## WHAT IS BEING ASKED
The records are to be restated in their entirety, word for word.

───── STORED DATA

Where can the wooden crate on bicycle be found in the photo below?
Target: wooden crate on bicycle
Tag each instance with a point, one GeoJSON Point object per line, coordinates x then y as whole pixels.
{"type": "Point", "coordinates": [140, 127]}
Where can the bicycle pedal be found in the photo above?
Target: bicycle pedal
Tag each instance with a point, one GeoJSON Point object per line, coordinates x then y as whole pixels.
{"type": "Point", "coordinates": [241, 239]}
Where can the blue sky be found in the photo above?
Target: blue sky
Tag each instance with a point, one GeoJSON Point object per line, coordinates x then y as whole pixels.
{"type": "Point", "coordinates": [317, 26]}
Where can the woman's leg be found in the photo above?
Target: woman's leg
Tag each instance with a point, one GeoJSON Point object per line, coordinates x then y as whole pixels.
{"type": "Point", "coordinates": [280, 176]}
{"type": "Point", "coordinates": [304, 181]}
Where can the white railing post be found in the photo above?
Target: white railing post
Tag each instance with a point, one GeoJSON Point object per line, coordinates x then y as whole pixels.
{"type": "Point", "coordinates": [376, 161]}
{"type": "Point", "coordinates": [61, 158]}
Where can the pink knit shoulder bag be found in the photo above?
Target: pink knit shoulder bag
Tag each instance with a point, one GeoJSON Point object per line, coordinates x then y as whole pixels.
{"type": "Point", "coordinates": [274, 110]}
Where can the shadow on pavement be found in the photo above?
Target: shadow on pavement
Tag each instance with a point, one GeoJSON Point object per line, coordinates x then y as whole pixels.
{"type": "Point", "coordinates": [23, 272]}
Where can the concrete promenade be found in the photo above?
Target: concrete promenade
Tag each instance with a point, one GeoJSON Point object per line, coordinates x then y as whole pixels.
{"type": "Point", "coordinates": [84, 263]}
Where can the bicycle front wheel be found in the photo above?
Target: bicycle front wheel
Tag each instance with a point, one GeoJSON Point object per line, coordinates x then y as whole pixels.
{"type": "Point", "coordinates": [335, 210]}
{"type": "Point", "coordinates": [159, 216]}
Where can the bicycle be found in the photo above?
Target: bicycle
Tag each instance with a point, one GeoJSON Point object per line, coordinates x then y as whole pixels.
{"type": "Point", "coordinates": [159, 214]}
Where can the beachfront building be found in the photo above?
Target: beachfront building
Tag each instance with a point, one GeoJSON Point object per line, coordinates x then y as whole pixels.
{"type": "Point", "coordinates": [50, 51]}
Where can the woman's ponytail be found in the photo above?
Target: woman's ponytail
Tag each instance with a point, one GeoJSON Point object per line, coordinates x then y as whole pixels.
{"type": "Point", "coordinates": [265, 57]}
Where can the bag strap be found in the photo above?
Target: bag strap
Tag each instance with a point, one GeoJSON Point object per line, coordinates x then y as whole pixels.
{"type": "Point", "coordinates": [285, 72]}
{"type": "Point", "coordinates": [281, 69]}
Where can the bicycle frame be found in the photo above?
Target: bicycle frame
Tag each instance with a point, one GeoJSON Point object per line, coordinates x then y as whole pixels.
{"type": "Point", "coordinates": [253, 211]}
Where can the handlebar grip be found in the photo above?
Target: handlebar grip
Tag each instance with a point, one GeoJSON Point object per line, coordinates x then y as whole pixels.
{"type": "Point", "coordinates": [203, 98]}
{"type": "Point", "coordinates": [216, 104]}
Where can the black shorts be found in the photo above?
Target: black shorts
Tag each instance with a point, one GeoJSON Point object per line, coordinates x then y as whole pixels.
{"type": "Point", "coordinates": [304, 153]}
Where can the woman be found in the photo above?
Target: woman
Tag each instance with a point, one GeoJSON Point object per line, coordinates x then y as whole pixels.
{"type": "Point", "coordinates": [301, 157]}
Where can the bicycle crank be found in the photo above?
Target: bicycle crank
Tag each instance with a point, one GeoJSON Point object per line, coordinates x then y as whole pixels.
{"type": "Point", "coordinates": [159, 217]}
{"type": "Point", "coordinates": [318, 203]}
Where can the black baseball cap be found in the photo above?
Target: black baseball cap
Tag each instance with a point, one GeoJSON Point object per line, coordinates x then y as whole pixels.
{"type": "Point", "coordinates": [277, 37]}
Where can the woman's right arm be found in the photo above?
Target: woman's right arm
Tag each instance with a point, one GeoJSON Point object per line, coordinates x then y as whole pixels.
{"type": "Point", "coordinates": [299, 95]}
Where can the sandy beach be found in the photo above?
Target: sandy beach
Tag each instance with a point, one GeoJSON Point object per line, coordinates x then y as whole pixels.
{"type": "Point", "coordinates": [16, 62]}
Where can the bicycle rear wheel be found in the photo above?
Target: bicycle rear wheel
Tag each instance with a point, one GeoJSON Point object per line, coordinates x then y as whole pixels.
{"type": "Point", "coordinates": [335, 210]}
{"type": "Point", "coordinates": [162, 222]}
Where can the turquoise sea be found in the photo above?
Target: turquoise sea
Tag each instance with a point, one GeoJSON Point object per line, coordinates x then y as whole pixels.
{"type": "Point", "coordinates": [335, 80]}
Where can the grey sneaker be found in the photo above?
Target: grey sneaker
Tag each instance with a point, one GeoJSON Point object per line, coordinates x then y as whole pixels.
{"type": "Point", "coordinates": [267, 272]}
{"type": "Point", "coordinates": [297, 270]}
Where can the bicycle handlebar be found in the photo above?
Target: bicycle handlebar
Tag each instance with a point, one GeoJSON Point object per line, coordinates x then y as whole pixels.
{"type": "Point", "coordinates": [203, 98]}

──────────

## EXPECTED ANSWER
Where can the wooden crate on bicycle be found in the photo below?
Target: wooden crate on bicycle
Tag each instance with a point, one GeoJSON Point object per line, coordinates x then y as whole pixels.
{"type": "Point", "coordinates": [140, 127]}
Where can the bicycle pedal be found in the photo above?
Target: bicycle pedal
Tag each instance with a point, one GeoJSON Point object per line, coordinates x then y as whole pixels.
{"type": "Point", "coordinates": [241, 239]}
Where can the blue sky be found in the photo above?
Target: blue sky
Tag each instance with a point, one GeoJSON Point object per line, coordinates x then y as whole pixels.
{"type": "Point", "coordinates": [317, 26]}
Where can the woman's leg be found in the photo above?
Target: woman's leg
Tag each instance with a point, one GeoJSON Point object per line, coordinates x then y as whole pixels.
{"type": "Point", "coordinates": [280, 176]}
{"type": "Point", "coordinates": [304, 181]}
Where can the white railing post be found in the photo above?
Target: white railing post
Tag each instance with a point, one GeoJSON Point object per line, coordinates x then y as whole pixels.
{"type": "Point", "coordinates": [376, 161]}
{"type": "Point", "coordinates": [61, 158]}
Where can the pink knit shoulder bag be found in the photo above?
Target: pink knit shoulder bag
Tag each instance with a point, one GeoJSON Point object per line, coordinates x then y as whole pixels.
{"type": "Point", "coordinates": [274, 110]}
Where can the shadow on pavement be found in the photo above?
Target: shadow on pavement
Tag each instance with a point, one GeoJSON Point object per line, coordinates x then y as whole pixels.
{"type": "Point", "coordinates": [23, 272]}
Where can the concrete promenade be found in the photo above?
Target: concrete promenade
Tag each instance with a point, one GeoJSON Point object per line, coordinates x then y as whole pixels.
{"type": "Point", "coordinates": [84, 263]}
Where can the bicycle front wheel be found in the photo above?
Target: bicycle front wheel
Tag each instance with a point, one GeoJSON Point object per line, coordinates x then y as whole pixels.
{"type": "Point", "coordinates": [335, 210]}
{"type": "Point", "coordinates": [159, 216]}
Where can the bicycle be found in the photo above?
Target: bicycle
Tag each instance with a point, one GeoJSON Point object per line, coordinates x then y as whole pixels.
{"type": "Point", "coordinates": [159, 214]}
Where can the beachfront building be found in the photo above?
Target: beachfront building
Tag each instance with a point, one GeoJSON Point object per line, coordinates x then y as whole pixels.
{"type": "Point", "coordinates": [50, 51]}
Where can the woman's ponytail be found in the photo above?
Target: woman's ponytail
Tag each instance with a point, one GeoJSON Point object per line, coordinates x then y as whole pixels.
{"type": "Point", "coordinates": [265, 57]}
Where can the bag strap be found in the photo above?
Target: bag strap
Tag each instance with a point, one GeoJSON Point object per line, coordinates x then y as whole pixels.
{"type": "Point", "coordinates": [285, 72]}
{"type": "Point", "coordinates": [281, 69]}
Where can the bicycle frame be found in the photo above?
Target: bicycle frame
Tag each instance with a point, one GeoJSON Point object per line, coordinates x then y as whole pixels.
{"type": "Point", "coordinates": [253, 211]}
Where can the handlebar grip be found in the photo above?
Target: handlebar grip
Tag each instance with a point, one GeoJSON Point object per line, coordinates x then y as whole pixels.
{"type": "Point", "coordinates": [203, 98]}
{"type": "Point", "coordinates": [216, 104]}
Where can the black shorts be found in the photo above?
Target: black shorts
Tag each instance with a point, one GeoJSON Point object per line, coordinates x then y as whole pixels.
{"type": "Point", "coordinates": [304, 153]}
Where can the woman be found in the photo above?
Target: woman
Tag each instance with a point, one GeoJSON Point object per line, coordinates x then y as whole pixels.
{"type": "Point", "coordinates": [301, 157]}
Where can the bicycle crank be found in the photo above?
Target: bicycle crank
Tag each instance with a point, one GeoJSON Point object per line, coordinates x then y as whole pixels.
{"type": "Point", "coordinates": [159, 217]}
{"type": "Point", "coordinates": [318, 203]}
Where can the black baseball cap be found in the photo above?
Target: black baseball cap
Tag each instance with a point, one GeoJSON Point object per line, coordinates x then y as whole pixels.
{"type": "Point", "coordinates": [277, 37]}
Where can the woman's right arm be found in the photo above?
Target: woman's right arm
Tag each instance with a point, one GeoJSON Point object per line, coordinates x then y as whole pixels.
{"type": "Point", "coordinates": [299, 95]}
Where can the sandy beach be found in the photo above?
Target: sandy beach
Tag each instance with a point, one GeoJSON Point object per line, coordinates x then y as whole pixels.
{"type": "Point", "coordinates": [16, 62]}
Where can the bicycle rear wheel be found in the photo above?
Target: bicycle rear wheel
Tag each instance with a point, one GeoJSON Point object per line, coordinates x then y as whole pixels.
{"type": "Point", "coordinates": [335, 210]}
{"type": "Point", "coordinates": [162, 222]}
Where can the turquoise sea be found in the photo above?
Target: turquoise sea
Tag each instance with a point, one GeoJSON Point object per line, coordinates x then y as whole pixels.
{"type": "Point", "coordinates": [335, 80]}
Where can the grey sneaker be found in the photo above?
Target: grey sneaker
Tag each instance with a point, one GeoJSON Point object per line, coordinates x then y as whole pixels.
{"type": "Point", "coordinates": [267, 272]}
{"type": "Point", "coordinates": [297, 270]}
Where can the bicycle handlebar be found in the photo above?
Target: bicycle handlebar
Tag each instance with a point, one GeoJSON Point object per line, coordinates x then y as whole pixels.
{"type": "Point", "coordinates": [203, 98]}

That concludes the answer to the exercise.